▶ **Work order**
Starting at the line with "Target: rear wheel", retype every line through the end of the listing exactly as written, and nothing before it.

▶ **Records supplied**
+---+
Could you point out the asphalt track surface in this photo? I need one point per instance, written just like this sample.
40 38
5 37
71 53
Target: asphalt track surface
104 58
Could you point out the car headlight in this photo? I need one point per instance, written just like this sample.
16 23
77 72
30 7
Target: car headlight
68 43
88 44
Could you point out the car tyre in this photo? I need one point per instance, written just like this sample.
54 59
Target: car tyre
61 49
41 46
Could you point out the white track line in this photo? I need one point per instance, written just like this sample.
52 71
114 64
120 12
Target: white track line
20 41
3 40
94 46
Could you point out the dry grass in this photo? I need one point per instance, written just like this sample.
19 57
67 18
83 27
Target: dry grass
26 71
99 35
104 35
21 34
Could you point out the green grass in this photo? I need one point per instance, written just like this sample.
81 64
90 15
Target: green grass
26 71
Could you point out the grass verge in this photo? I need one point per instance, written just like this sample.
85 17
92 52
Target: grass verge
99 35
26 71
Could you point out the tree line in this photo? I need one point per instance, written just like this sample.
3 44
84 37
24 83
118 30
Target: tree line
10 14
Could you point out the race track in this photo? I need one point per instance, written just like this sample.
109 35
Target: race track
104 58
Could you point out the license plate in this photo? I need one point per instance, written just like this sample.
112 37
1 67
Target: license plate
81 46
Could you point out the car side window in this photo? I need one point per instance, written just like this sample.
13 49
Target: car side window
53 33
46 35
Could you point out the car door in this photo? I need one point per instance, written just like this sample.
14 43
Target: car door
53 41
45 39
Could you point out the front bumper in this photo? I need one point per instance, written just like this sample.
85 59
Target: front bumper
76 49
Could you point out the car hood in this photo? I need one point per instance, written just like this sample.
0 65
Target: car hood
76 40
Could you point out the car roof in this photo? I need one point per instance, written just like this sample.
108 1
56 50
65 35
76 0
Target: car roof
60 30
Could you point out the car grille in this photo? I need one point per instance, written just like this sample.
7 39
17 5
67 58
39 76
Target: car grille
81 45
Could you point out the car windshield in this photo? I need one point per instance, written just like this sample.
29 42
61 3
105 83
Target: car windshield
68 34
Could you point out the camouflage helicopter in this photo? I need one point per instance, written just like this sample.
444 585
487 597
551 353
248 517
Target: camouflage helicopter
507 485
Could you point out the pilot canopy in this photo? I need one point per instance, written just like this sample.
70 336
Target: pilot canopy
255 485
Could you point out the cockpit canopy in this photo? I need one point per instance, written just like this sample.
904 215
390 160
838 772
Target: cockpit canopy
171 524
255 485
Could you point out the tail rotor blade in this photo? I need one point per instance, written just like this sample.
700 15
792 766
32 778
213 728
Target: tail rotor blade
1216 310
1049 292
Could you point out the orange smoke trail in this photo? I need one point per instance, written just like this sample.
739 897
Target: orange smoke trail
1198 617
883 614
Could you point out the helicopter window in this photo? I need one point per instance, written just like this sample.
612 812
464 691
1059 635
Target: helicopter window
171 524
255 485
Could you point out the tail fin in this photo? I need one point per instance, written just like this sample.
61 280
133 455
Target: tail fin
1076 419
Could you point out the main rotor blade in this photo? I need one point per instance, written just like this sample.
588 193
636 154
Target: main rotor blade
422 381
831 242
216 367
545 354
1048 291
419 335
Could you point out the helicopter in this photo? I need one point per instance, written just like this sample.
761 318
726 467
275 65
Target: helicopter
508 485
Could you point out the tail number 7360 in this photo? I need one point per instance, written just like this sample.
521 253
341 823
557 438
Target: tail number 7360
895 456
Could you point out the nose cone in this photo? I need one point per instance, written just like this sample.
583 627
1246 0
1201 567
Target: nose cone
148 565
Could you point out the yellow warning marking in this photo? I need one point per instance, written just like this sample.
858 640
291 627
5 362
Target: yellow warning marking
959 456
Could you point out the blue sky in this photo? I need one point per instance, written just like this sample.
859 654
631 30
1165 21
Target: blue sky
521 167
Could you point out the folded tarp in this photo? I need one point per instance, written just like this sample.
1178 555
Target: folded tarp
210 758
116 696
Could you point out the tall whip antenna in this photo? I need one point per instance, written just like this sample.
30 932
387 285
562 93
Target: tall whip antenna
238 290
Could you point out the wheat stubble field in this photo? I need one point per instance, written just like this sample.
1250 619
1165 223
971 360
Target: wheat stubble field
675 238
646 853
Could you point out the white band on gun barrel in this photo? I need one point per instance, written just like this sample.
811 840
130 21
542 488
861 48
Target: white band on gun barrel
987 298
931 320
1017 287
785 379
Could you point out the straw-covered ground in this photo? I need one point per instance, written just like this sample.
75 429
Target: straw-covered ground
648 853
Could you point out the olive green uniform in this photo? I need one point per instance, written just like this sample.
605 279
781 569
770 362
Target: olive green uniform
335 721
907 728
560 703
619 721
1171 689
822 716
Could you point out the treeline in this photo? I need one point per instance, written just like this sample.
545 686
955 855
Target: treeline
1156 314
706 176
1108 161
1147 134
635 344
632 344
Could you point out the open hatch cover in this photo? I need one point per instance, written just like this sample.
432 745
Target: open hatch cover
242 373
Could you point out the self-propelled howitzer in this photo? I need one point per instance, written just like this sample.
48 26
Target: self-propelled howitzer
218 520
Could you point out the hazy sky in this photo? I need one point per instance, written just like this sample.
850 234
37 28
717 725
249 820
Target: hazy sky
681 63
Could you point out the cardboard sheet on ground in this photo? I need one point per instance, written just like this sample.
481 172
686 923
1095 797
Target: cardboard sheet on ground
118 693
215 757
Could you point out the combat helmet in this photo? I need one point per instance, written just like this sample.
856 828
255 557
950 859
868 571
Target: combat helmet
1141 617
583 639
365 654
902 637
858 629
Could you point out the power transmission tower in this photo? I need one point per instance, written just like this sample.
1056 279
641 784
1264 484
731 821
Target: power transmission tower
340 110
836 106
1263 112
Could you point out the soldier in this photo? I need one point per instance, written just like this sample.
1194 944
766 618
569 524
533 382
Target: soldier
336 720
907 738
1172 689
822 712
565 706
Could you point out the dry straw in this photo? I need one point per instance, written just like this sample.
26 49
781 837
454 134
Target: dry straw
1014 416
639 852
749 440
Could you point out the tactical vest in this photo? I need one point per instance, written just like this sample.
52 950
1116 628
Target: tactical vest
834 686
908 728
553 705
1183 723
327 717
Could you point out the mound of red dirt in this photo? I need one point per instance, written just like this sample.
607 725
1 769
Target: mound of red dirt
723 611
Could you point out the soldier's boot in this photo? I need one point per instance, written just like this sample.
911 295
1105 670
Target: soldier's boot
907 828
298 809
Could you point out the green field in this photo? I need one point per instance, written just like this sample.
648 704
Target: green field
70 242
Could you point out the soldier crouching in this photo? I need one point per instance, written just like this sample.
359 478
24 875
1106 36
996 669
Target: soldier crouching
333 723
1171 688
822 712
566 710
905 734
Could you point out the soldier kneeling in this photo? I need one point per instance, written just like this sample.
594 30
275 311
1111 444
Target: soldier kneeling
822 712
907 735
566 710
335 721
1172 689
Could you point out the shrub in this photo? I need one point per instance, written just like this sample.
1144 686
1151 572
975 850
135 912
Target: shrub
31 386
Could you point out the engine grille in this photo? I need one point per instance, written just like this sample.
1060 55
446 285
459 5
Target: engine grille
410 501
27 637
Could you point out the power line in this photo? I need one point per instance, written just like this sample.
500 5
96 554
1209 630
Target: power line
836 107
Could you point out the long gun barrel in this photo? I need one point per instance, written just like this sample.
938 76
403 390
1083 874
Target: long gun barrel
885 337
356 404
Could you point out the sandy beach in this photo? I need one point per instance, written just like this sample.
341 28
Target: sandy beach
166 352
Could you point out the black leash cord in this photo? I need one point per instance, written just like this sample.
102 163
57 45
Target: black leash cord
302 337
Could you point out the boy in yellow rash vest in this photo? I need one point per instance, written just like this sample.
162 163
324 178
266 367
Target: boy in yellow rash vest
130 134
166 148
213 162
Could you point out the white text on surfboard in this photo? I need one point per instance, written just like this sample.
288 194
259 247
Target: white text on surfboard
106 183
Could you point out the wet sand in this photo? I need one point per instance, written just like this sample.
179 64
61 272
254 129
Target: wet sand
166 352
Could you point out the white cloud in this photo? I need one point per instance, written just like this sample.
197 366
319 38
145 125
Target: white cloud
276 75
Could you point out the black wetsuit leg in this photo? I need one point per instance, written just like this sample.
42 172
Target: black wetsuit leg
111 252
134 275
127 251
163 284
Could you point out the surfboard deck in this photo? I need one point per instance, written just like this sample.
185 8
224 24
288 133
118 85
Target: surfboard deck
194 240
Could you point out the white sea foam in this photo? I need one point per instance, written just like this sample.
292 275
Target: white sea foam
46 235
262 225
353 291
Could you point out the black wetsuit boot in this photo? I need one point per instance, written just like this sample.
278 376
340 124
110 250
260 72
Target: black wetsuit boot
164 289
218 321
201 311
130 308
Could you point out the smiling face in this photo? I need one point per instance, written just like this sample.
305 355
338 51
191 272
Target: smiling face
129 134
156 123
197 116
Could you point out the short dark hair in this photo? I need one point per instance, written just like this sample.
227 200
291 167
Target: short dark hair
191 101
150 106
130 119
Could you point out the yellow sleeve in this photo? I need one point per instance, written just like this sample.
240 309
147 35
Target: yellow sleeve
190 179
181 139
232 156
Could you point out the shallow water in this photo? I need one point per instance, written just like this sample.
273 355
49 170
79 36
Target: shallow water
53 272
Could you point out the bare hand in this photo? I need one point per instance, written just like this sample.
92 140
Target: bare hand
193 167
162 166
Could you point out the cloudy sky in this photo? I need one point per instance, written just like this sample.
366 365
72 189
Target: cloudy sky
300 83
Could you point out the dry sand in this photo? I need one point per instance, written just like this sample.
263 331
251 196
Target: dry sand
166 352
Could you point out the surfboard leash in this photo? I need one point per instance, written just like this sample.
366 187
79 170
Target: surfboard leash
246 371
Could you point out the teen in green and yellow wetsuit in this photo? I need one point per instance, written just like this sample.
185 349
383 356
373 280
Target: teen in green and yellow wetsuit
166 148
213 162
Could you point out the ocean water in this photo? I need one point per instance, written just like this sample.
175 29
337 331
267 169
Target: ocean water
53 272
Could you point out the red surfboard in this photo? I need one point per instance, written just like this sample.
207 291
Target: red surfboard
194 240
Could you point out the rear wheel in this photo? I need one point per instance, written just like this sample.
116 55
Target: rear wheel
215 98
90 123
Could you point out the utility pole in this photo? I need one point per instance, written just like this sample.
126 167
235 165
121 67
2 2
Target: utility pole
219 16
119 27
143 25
+---+
▶ **Reply**
Target: rear wheel
215 98
90 123
Could you point out the utility pole in this photo? I need one point per instance, written just like this sample.
126 167
235 165
121 67
2 2
Target: utility pole
219 16
119 27
143 25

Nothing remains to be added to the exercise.